Quoted text
— START —

# lost cell phone



## deaver (Dec 30, 2022)

When I am up and about I usually put my cell phone in my left back pocket, it fits there very well.
I got up the other day and did my usual morning things. I turned on the computer, put water on to
heat for coffee, arranged the breakfast bar and sat down to read the online news. 
After a bit I found something I needed to research so I reached for my cell phone which normally
lays on the desk. It was not where I usually put it. oops, must have left it some where else.
Looked over by the couch where I had spent the night, not on the chair so maybe I left it
in the back bedroom, so went to look, nope not there and not on the kitchen top either.

well, just call it and when it rings I will hear it and find it.....dial phone and ring,ring, I hear
it and start looking for where I hear the sound...It is very close. Look under the blanket on
the couch,nope. I look under the couch, nope. I can still hear the ringing and it is still
very close, I look under all the papers piled on the desk,nope. I look under the desk 
and under the chair and inbetween the piles of wire and computer accessories, nope.

I don't use the vibrate thingy cause one time I had a pager that vibrated and the first
time it did that I like to rip my clothes off trying to get rid of whatever that buzzing
thing was on me.
But I finally found my cell phone. 
.....it was not in my left back pocket where I normally keep it.....
it was in my right back pocket.......duh


----------



## Jean-Paul (Dec 30, 2022)

back pocket mobile is worst place!!!!
Really Loosing your mobile is a huge pain and security risk.
Apple afficiaidos have the " find my phone" app and tracks use and location on icloud.
perhaps similair existe  for Android phones?

The back pocket is Easy for pickpockets, easy for,phones to fall out, and you can forget and sit on it.
I use a soft case , always in Q charger or caeey in jacket pocket or backpack

Jon


----------



## Packerjohn (Dec 30, 2022)

I have never lost my phone but I have misplaced my eye glasses.  It's very hard to find them again as my eye sight isn't the best without my glasses.  I have learned to always put them in the same place and that solves the problem.


----------



## Kika (Dec 30, 2022)

I was always misplacing my phone.  Since I almost always wear yoga pants, I just tuck it into the waistband.  works for me.


----------



## NorthernLight (Dec 30, 2022)

Having a specific place (or a limited number of places) for everything is good. I do this.

Sounds like @deaver  did have a place for his phone though. I can imagine encountering the same problem, because I have problems with left and right.

— END —

Given request 1
Pull out every line of the listing that contains the word "target", treating upper and lower case as different.
The listing has no connection to the forum thread above it.

Input records
— START —

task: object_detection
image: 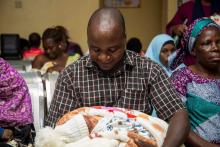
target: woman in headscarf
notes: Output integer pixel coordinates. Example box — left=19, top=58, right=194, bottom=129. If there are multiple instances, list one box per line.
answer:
left=145, top=34, right=182, bottom=76
left=0, top=58, right=34, bottom=145
left=171, top=18, right=220, bottom=147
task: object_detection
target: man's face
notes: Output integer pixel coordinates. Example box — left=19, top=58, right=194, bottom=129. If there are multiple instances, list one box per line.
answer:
left=43, top=38, right=62, bottom=59
left=88, top=25, right=126, bottom=71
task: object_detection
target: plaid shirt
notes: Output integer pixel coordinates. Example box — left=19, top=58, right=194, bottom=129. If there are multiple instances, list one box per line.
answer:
left=46, top=51, right=184, bottom=127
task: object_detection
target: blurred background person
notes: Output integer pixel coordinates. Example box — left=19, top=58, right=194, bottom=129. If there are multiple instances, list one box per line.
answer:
left=23, top=32, right=44, bottom=60
left=32, top=26, right=80, bottom=72
left=171, top=18, right=220, bottom=147
left=126, top=37, right=144, bottom=56
left=145, top=34, right=183, bottom=76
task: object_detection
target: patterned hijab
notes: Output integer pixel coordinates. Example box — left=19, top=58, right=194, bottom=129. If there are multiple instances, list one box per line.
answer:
left=0, top=58, right=33, bottom=128
left=168, top=17, right=220, bottom=69
left=145, top=34, right=174, bottom=76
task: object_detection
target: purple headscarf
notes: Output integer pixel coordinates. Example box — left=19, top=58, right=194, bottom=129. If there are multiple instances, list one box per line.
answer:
left=169, top=17, right=220, bottom=70
left=0, top=58, right=33, bottom=127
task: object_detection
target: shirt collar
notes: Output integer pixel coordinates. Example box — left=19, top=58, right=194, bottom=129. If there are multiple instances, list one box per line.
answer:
left=85, top=50, right=135, bottom=69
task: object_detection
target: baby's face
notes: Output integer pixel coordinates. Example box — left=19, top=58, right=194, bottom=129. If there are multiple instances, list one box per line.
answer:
left=83, top=115, right=98, bottom=133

— END —

Given request 2
Continue the forum thread about misplacing a phone, picking up after its last post.

Task response 1
target: woman in headscarf
target: man's face
target: plaid shirt
target: blurred background person
target: patterned hijab
target: purple headscarf
target: shirt collar
target: baby's face

Task response 2
----------



## Pepper (Dec 30, 2022)

NorthernLight said:


> I have problems with left and right.


Is this new for you?  I started having this problem recently, although I remember over 20 years ago driving in a traffic circle and getting all confused.  My son said "Go right" and I started to go left and he yelled "NO!  Your other right!" and I went the right right.


----------



## Kika (Dec 30, 2022)

Left & right issues: about 20-25 yrs ago I was doing agility training in a class with my dog.  If anyone is familiar, or saw trials on TV, the dog responds to hand signals.

My dog would get frustrated with me giving him inconsistent commands and would jump up and nip me.

The instructor got a black marker and put a big L on my left hand and a big R on my right one.


----------



## NorthernLight (Dec 30, 2022)

Pepper said:


> Is this new for you?  I started having this problem recently, although I remember over 20 years ago driving in a traffic circle and getting all confused.  My son said "Go right" and I started to go left and he yelled "NO!  Your other right!" and I went the right right.


Not new. In fact, I'm much better than I used to be. I've learned all kinds of mnemonic tricks, like remembering that I "write" with my "right" hand.

Never had a problem with left-right while driving. Maybe because the differences are obvious (to me). For example, we drive on the right side of the road, and I hate left turns.


----------



## Ken N Tx (Dec 31, 2022)

deaver said:


> well, just call it and when it rings I will hear it and find it.....dial phone and ring,ring, I hear
> it and start looking for where I hear the sound...It is very close.


You have 2 phones??


----------



## Farrah Nuff (Dec 31, 2022)

Packerjohn said:


> I have never lost my phone but I have misplaced my eye glasses.  It's very hard to find them again as my eye sight isn't the best without my glasses.  I have learned to always put them in the same place and that solves the problem.


That was what I thought of first, misplacing my glasses.
I must admit there were a few times when I “found” them,
right where I’d left them, atop  my head!


----------



## Sunny (Dec 31, 2022)

I got rid of my land line, and only have my cell phone. But I have an Amazon Echo device which is incredibly useful. One thing I use it for is, when I can't find my phone immediately, I say, "Alexa, where is my phone?  and the phone immediately rings.  If I don't hear it ringing, I know I have left it in the car, and immediately run down and get it.


----------



## deaver (Dec 31, 2022)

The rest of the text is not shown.